_SOURCE PASSAGE:_
********************
Tuesday – Sunday through May 29, $39-$250
212-719-1300
www.roundabouttheatre.org

“Have I wasted my life?” Ernestine (Debra Messing) asks her mother, Alice (Susannah Flood), at the beginning of Noah Haidle’s Birthday Candles, continuing through May 29 at the Roundabout’s American Airlines Theatre.

Haidle’s Broadway debut is a touching and bittersweet, if at times Hallmark-y, look at ninety years in the life of an average American woman in Grand Rapids, Michigan. The play is built around her annual preparation of her birthday cake, a recipe handed down from mother to daughter in their family. Each scene takes place in the same kitchen, which never changes. Ernestine wears essentially the same costume (by Toni-Leslie James) in every scene as she ages, the time shifts indicated only by a sharp chime that arrives in the middle of the action and contextual clues given by the dialogue and the outfits of the other characters, which range from her boyfriend and future husband, Matt (Tony nominee John Earl Jelks), to her numbers-obsessed neighbor, Kenneth (Enrico Colantoni), who has a serious crush on her, to a parade of children, their spouses, their children, etc. (Jelks, Crystal Finn, Susannah Flood, and Christopher Livingston play multiple roles, their character not always immediately apparent as the next generation arrives. I saw understudy Brandon J. Pierce stepping in for Livingston.)
********************
_QUESTIONS ON THE MATERIAL:_
1. According to the Birthday Candles review, in what city does the play's average American woman live?
2. Using the Birthday Candles review, explain how the audience learns that time has passed between scenes.
3. Reproduce the part of the Birthday Candles review that opens with the words containing "Tuesday – Sunday" and closes with "American Airlines Theatre.".
********************
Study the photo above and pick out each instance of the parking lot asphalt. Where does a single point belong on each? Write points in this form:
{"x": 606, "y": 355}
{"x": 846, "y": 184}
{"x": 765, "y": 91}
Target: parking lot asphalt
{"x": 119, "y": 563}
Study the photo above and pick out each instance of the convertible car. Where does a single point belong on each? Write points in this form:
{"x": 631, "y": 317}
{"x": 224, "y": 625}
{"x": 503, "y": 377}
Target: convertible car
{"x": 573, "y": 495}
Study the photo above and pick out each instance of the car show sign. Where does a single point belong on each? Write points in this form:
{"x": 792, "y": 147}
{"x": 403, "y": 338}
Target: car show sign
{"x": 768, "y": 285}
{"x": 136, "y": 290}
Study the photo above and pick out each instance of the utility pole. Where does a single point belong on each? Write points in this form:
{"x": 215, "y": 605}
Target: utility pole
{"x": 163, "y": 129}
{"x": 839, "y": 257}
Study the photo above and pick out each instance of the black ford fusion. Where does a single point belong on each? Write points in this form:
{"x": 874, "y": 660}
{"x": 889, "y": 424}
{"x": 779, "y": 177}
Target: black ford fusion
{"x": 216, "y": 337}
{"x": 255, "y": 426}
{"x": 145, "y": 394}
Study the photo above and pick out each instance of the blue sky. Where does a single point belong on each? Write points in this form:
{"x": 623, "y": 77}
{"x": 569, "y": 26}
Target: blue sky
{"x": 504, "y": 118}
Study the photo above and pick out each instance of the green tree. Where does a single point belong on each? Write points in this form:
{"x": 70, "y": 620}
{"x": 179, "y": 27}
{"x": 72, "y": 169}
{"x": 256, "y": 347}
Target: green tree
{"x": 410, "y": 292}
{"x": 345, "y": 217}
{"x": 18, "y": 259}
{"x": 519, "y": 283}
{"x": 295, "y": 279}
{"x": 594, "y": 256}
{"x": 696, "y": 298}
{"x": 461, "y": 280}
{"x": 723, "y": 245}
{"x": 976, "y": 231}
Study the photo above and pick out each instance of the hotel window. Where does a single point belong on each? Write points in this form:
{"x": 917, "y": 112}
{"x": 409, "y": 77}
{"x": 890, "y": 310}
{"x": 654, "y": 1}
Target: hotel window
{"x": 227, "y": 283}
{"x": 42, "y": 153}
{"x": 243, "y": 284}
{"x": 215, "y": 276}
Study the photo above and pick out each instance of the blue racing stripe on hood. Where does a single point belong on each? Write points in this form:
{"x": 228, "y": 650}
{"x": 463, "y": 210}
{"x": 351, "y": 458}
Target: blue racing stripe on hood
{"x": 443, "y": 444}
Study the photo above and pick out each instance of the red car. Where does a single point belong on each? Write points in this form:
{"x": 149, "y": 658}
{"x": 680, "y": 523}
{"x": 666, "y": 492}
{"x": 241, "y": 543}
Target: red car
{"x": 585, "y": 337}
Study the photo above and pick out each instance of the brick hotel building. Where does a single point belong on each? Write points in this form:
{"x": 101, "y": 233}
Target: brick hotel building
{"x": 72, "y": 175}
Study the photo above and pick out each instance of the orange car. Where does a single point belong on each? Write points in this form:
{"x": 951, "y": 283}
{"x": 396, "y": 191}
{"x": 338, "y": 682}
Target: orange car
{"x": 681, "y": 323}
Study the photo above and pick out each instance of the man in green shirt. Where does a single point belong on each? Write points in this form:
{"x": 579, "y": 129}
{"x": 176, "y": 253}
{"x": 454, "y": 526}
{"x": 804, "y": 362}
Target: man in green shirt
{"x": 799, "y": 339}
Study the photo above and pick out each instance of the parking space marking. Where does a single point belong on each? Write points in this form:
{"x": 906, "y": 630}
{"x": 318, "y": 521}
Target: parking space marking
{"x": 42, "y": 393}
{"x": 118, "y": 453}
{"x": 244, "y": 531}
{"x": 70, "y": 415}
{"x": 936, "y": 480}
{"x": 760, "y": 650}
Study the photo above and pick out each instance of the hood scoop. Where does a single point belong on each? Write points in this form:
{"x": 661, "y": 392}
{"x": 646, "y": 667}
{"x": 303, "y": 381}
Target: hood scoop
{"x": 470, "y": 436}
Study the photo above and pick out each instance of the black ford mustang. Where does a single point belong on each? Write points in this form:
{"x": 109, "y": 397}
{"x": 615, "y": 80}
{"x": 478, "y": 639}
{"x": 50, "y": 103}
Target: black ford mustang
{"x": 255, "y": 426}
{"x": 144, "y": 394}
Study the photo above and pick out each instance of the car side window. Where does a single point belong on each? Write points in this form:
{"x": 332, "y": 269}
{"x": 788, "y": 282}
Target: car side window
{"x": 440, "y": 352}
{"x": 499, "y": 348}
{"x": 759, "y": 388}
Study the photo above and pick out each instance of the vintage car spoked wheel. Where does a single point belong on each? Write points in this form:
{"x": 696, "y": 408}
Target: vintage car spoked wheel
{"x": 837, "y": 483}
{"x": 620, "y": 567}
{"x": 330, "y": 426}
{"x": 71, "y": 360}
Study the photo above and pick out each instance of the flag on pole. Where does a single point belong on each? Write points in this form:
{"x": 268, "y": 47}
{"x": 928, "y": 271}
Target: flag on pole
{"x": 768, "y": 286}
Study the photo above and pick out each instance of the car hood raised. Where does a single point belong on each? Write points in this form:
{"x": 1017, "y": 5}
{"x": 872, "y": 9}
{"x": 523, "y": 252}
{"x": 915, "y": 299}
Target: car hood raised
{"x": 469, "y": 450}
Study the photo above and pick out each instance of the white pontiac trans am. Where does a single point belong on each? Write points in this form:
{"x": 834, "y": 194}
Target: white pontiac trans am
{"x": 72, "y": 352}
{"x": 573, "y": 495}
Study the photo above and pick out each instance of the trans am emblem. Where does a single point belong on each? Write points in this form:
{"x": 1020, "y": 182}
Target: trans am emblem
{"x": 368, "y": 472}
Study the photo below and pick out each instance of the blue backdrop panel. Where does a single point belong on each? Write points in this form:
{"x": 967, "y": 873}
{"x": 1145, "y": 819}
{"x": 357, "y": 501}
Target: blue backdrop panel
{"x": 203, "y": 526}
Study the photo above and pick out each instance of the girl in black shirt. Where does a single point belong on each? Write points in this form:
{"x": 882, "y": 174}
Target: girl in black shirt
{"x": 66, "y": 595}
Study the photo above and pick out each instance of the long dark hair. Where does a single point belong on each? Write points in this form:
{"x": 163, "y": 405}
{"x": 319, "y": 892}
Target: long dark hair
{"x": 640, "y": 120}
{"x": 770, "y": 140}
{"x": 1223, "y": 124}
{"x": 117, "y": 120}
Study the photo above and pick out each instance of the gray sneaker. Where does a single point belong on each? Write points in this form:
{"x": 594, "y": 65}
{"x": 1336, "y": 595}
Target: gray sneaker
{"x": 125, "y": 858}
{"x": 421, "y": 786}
********************
_SOLVED TASKS:_
1. Grand Rapids, Michigan.

2. The kitchen never changes, and Ernestine wears essentially the same costume in every scene. The time shifts are shown only by a sharp chime in the middle of the action and by clues in the dialogue and in the other characters' outfits.

3.
Tuesday – Sunday through May 29, $39-$250
212-719-1300
www.roundabouttheatre.org

“Have I wasted my life?” Ernestine (Debra Messing) asks her mother, Alice (Susannah Flood), at the beginning of Noah Haidle’s Birthday Candles, continuing through May 29 at the Roundabout’s American Airlines Theatre.